OBJETIVO 1 → Por favor, atualize as entradas desde a linha que contém "Indicate the dry" até ao fim das entradas, trocando "dry grass" por "tall grass" e mantendo todo o resto inalterado. Devolva só essas linhas.

Com o advento da globalização, o acesso ao crédito fácil e o excesso de marketing com que diariamente somos bombardeados, o Natal dos tempos modernos deixa vir ao de cima uma característica do ser humano que choca frontalmente com a discrepância económica existente no mundo e com a actual crise que se vive: a tendência para o consumo desenfreado de bens supérfluos, que muitas vezes são adquiridos com base em sentimentos fúteis e exageradamente consumistas e/ou às custas de endividamentos cíclicos que, é certo, são incentivados por políticas irresponsáveis de acesso ao crédito.

Deste modo, numa era em que se contesta o excessivo ímpeto consumista do cidadão, as desigualdades sociais, o endividamento das famílias, o descaso dos mais abastados para com os mais carenciados e a deturpação daquilo que realmente é o verdadeiro espírito natalício, podemos questionar-nos sobre a nossa forma de agir neste Natal e sobre o modo como podemos ser socialmente responsáveis nesta quadra festiva.

Em primeiro lugar, devemos ter consciência de que o Natal dos tempos modernos (sobretudo no mundo ocidental) foi transformado num palco de consumo irreflectido e até mesmo irracional, em que os valores que andam à volta da verdadeira reunião familiar, da prática de boas acções e do amor pelo próximo (e por nós próprios!), foram substituídos pelos valores que alimentam impulsos consumistas e fogueiras de vaidades, que transformam os espaços comerciais num autêntico circo, onde o consumidor é o “animal amestrado” e o comércio e a banca são os domadores. Contudo, como o que nos separa dos verdadeiros animais circenses é a nossa capacidade racional, não nos podemos desculpar apenas com a grande capacidade de influência que o marketing comercial e bancário exercem sobre nós, sobretudo nesta fase, mas devemos ter também consciência de que se agimos assim é porque nos sentimos bem e felizes ao fazê-lo. Ora, não há nada de errado com o facto do ser humano se sentir feliz, mas será que é correcto sentirmo-nos bem por podermos exercer o nosso poder de compra em prol da satisfação de necessidades supérfluas e muitas vezes egoístas, que chegam a ter por base a ostentação relativa ao nível com que podemos satisfazer essas necessidades? E onde entra o espírito de entreajuda, o amor ao próximo e os valores espirituais (e não tanto materiais) ou seja, o verdadeiro espírito natalício? Onde entra o respeito pelo Meio Ambiente, que nesta fase do ano é tão prejudicado com a produção excessiva de lixo e resíduos, com o consumo excessivo dos recursos (como o abate de árvores – os famosos “pinheirinhos”) e com o desperdício? Onde entram os padrões morais e educativos que devemos incutir nos nossos filhos, que chegam a esta época ávidos pela abertura de prendas que muitas vezes nem valorizam e que os faz acreditar que a beleza do Natal é directamente proporcional ao tamanho do “sapatinho”? Embora todos queiramos ver os nossos filhos felizes, será que uma criança que não é exposta a este ímpeto consumista exagerado não pode ser feliz na quadra natalícia? Será que não é mais correcto transmitir aos nossos filhos, desde pequenos, a ideia de que o Natal, mais do que uma festa material, é uma festa espiritual? Não estaremos assim a zelar pela sua formação moral de forma mais correcta?

DADOS FORNECIDOS →
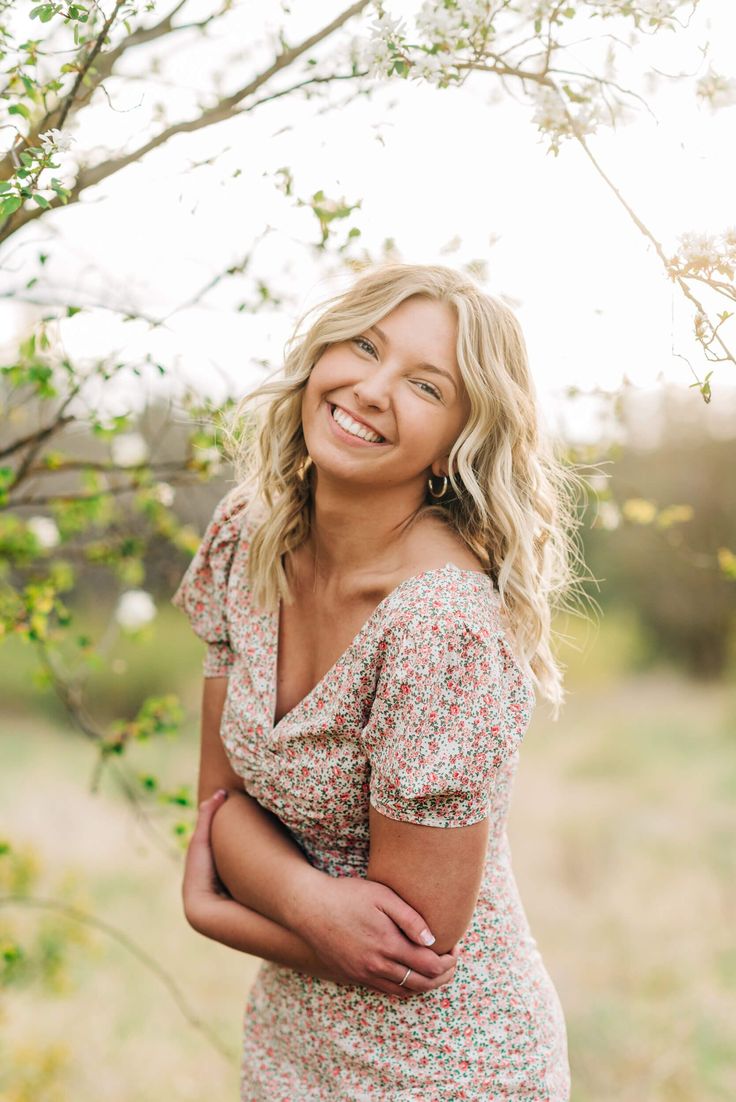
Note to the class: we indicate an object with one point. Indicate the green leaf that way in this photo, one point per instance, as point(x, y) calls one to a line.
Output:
point(7, 206)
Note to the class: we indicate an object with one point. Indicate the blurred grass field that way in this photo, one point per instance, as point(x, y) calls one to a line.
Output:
point(623, 832)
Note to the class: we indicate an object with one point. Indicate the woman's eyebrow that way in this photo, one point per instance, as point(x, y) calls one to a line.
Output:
point(428, 367)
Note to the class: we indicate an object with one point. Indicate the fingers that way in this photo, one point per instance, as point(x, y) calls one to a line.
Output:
point(422, 961)
point(408, 919)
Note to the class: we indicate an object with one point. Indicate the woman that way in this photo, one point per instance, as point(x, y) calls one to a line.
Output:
point(375, 595)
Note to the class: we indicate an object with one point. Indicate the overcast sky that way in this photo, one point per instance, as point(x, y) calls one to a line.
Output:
point(430, 168)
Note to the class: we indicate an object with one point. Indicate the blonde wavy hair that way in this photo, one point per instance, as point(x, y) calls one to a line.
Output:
point(512, 499)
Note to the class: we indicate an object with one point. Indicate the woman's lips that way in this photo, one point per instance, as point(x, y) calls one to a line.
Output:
point(346, 436)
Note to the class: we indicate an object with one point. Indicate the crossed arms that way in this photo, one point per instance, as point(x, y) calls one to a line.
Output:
point(346, 929)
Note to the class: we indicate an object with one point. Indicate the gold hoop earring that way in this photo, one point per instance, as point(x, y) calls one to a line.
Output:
point(444, 486)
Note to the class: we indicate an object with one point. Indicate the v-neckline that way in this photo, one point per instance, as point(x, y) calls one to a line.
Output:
point(276, 623)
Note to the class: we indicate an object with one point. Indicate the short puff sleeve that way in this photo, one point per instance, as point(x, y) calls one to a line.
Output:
point(203, 591)
point(441, 723)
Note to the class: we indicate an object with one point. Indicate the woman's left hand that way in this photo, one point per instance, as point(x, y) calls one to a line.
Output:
point(202, 886)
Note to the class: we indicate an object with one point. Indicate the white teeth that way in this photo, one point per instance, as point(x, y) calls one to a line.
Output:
point(353, 427)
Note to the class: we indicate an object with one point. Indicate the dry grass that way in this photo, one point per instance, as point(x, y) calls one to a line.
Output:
point(621, 829)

OBJETIVO 2 →
Responda com base no excerto selecionado:
(a) Que tipo de políticas incentivam os endividamentos cíclicos?
(b) Quem são os domadores no "autêntico circo" em que se transformam os espaços comerciais?
(c) Que exemplo é dado, entre parênteses, do consumo excessivo dos recursos?

RESOLUÇÃO 1 →
Note to the class: we indicate an object with one point. Indicate the tall grass that way in this photo, one point per instance, as point(x, y) calls one to a line.
Output:
point(621, 829)

RESOLUÇÃO 2 →
(a) Políticas irresponsáveis de acesso ao crédito.
(b) O comércio e a banca.
(c) O abate de árvores, os famosos "pinheirinhos".